## WHAT THIS TASK INVOLVES
Retype, word for word, the part of the post on menubars versus navigation that opens with the words containing "I’m not sure" and closes with "menubar navigation oxymoron.".

(TEXT BLOCK begins)

Posted in Accessibility

There’s a problem markup and interaction pattern I encounter again and again. Developers search the web with the intention of creating the most accessible navigation, and often end up on this example of navigation from the W3C. But this is not how navigation should work.

I’m not sure there’s such a thing as ‘menubar navigation’:

  • Menubars are for actions
  • Navigation is for, well, navigating

Before we dig into the differences between those, let’s talk about a big red flag I spotted with the W3C’s menubar navigation oxymoron.

HTML should be simple

The whole point of HTML is that it’s easy to write. Almost every website needs a navigation so it should use the simplest of markup. Looking at the code for the W3C’s example, there are over 70 lines of JavaScript. That’s a lot for something that should be straightforward to implement.

Overly-complex code is usually an indicator that something isn’t right.

Okay, so what exactly is the difference between menubars and navigation? I mentioned above that it’s about actions versus navigating, but what does that mean?

MDN Docs describes menubars in this way:

A menu is a widget that offers a list of choices to the user, such as a set of actions or functions. The menubar type of menu is usually presented as a persistently visible horizontal bar of commands.

So a menubar is a top-level, always-visible menu. And it’s for “actions or functions”.

(TEXT BLOCK ends)
(RECORD EXTRACTS begins)

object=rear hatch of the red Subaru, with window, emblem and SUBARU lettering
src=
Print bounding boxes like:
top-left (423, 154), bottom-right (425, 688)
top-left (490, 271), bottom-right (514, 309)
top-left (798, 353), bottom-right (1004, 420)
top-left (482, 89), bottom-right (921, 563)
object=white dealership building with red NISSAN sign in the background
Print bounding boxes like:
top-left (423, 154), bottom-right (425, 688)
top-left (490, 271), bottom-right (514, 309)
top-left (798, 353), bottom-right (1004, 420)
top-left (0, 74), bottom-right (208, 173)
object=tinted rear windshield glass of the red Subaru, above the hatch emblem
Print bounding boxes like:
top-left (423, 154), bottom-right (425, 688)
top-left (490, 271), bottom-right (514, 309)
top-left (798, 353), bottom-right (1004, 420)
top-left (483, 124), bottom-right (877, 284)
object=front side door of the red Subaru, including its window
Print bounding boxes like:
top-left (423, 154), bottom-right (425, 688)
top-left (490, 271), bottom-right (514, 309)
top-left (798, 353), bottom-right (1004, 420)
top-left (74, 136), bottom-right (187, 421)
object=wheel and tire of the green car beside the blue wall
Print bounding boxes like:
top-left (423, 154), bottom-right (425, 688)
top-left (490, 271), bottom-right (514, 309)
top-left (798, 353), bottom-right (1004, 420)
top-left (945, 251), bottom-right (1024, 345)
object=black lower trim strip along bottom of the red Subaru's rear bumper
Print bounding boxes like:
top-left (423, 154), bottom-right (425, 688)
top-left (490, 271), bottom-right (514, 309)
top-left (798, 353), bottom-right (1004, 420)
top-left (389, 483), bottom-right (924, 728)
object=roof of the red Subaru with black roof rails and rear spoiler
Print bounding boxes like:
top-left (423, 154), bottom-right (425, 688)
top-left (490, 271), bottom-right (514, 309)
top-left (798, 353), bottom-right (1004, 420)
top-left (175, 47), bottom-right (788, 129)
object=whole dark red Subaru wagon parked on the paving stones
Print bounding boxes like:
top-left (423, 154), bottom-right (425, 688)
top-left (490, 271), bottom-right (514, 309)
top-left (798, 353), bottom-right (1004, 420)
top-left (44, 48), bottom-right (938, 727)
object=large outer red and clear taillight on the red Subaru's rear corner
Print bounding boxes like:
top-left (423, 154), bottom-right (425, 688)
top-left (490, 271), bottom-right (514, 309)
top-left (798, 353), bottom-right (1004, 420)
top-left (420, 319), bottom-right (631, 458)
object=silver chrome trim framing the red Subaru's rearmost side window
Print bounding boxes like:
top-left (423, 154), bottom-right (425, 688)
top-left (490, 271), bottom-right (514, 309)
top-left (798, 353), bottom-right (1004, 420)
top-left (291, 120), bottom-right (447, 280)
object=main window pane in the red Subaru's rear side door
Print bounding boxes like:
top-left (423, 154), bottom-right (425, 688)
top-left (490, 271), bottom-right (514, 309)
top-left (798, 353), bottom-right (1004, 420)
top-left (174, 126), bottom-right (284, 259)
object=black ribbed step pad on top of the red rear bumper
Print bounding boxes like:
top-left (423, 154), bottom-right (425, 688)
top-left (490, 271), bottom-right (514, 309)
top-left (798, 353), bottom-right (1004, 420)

(RECORD EXTRACTS ends)

## EXERCISE ANSWER
I’m not sure there’s such a thing as ‘menubar navigation’:

  • Menubars are for actions
  • Navigation is for, well, navigating

Before we dig into the differences between those, let’s talk about a big red flag I spotted with the W3C’s menubar navigation oxymoron.